Copy the listing below line for line, changing nothing.

[EXCERPTED RECORDS]:
━━━━
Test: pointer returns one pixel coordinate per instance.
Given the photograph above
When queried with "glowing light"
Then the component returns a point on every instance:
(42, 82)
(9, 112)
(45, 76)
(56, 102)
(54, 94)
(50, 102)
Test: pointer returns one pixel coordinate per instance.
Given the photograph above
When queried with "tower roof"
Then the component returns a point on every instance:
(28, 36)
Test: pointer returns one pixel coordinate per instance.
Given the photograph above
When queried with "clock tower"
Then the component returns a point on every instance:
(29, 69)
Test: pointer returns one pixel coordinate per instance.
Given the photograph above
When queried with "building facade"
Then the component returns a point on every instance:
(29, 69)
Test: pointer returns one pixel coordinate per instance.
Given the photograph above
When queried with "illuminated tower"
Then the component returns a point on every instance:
━━━━
[TASK RESULT]:
Test: pointer returns one pixel coordinate per instance.
Given the photograph above
When queried with "glowing light"
Then the component returns a point on every instance:
(42, 82)
(9, 112)
(45, 76)
(56, 102)
(54, 94)
(50, 102)
Test: pointer returns one pixel coordinate per instance.
Given the photograph above
When queried with "tower roof"
Then the component returns a point on every instance:
(28, 36)
Test: pointer returns one pixel coordinate per instance.
Given the photograph above
When queried with "clock tower"
Then the component returns a point on every instance:
(29, 69)
Test: pointer returns one pixel coordinate per instance.
Given the photograph above
When queried with "building facade"
Then the component returns a point on every instance:
(29, 69)
Test: pointer returns one pixel coordinate per instance.
Given the photograph above
When queried with "illuminated tower"
Then the component returns a point on every instance:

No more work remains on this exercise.